Problem statement: Restate the records below word for word.

Lines of data:
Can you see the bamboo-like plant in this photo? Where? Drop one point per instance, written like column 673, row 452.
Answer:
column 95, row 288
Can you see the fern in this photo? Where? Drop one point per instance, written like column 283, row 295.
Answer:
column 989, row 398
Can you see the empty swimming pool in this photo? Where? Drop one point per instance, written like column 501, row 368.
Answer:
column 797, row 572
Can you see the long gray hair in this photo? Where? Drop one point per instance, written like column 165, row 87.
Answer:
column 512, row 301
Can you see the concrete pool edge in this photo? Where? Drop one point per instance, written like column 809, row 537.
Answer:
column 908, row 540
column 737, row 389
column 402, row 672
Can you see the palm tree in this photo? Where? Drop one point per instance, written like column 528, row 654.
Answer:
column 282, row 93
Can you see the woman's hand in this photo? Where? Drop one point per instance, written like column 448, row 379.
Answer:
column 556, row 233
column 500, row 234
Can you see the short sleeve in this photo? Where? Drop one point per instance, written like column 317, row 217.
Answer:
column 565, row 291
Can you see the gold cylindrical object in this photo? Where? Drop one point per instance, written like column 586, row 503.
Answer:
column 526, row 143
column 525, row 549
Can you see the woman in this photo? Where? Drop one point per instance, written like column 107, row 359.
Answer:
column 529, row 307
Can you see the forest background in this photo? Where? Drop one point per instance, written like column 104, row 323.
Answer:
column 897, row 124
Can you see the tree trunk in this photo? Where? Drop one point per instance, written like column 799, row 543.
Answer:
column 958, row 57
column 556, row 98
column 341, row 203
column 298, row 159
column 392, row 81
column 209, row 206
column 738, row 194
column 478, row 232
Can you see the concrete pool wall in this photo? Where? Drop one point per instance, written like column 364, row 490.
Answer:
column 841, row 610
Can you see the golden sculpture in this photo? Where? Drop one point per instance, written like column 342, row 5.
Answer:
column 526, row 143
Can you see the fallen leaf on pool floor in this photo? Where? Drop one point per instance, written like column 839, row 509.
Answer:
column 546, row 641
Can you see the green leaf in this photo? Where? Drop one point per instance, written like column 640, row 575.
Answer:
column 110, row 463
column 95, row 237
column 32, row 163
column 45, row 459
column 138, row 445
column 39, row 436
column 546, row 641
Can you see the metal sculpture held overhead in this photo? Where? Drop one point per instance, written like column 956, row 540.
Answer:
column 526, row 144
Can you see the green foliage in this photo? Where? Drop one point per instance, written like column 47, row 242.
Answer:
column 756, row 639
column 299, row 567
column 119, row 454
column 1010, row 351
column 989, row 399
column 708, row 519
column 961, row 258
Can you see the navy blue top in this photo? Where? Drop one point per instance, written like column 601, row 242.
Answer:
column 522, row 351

Solution for this task:
Can you see the bamboo-like plant in this photo? Where? Drop one point per instance, written like column 673, row 452.
Answer:
column 95, row 288
Can you see the fern in this photo? Where? Drop one point per instance, written like column 283, row 295.
Answer:
column 989, row 398
Can you see the empty swimming pool in this photo? Where? Drop one point per instance, written like column 501, row 368.
Answer:
column 797, row 572
Can you see the long gray hair in this photo? Where? Drop one point per instance, written like column 165, row 87.
Answer:
column 512, row 301
Can you see the concrete pool edge in this photo? Where? Drop one point per instance, written like column 809, row 537.
Answer:
column 908, row 540
column 737, row 389
column 402, row 672
Can you see the palm tree in this photo? Where? Drop one point per instance, written like column 528, row 654.
Answer:
column 282, row 93
Can you see the woman's hand in this photo? Where? Drop one point per instance, written like column 448, row 379.
Answer:
column 556, row 233
column 500, row 234
Can you see the short sleeve in this photo? Where? Drop one point per instance, written like column 317, row 217.
Answer:
column 565, row 291
Can you see the gold cylindrical object in this photo? Where? Drop one point per instance, written like column 586, row 503.
Answer:
column 526, row 143
column 525, row 549
Can you see the woman in this photo? Where? Drop one point per instance, written like column 107, row 359.
Answer:
column 529, row 307
Can you see the forest background in this photo? Where? Drop one point per instance, written like column 104, row 323.
Answer:
column 897, row 124
Can you see the tree trunk in this photo? Where? Drop one point per instance, written like column 799, row 543.
Answer:
column 958, row 57
column 556, row 98
column 341, row 203
column 298, row 159
column 392, row 81
column 209, row 206
column 738, row 194
column 478, row 232
Can you see the concrete pool wall in this photo? Where? Drop one point per instance, written like column 364, row 490.
Answer:
column 841, row 610
Can you see the golden sculpture in this photo? Where? Drop one point per instance, written like column 342, row 5.
Answer:
column 526, row 143
Can you see the fallen leaf on pool floor in this photo? Where? Drop one point per instance, written like column 839, row 509.
Answer:
column 546, row 641
Can you see the green leaf in this photo? Where? Drop one point per instance, written like column 640, row 575.
Answer:
column 110, row 463
column 95, row 237
column 32, row 163
column 45, row 459
column 138, row 445
column 39, row 436
column 546, row 641
Can you see the metal sculpture held overhead in this photo? Where? Drop one point per instance, written like column 956, row 540.
Answer:
column 526, row 144
Can you see the green foliage in this photo? Where? Drop one point per instance, written like column 47, row 242.
Answer:
column 756, row 639
column 299, row 567
column 119, row 454
column 1010, row 351
column 989, row 399
column 708, row 519
column 961, row 258
Can you see the navy blue top in this photo? Where? Drop one point per instance, written like column 601, row 242.
Answer:
column 522, row 351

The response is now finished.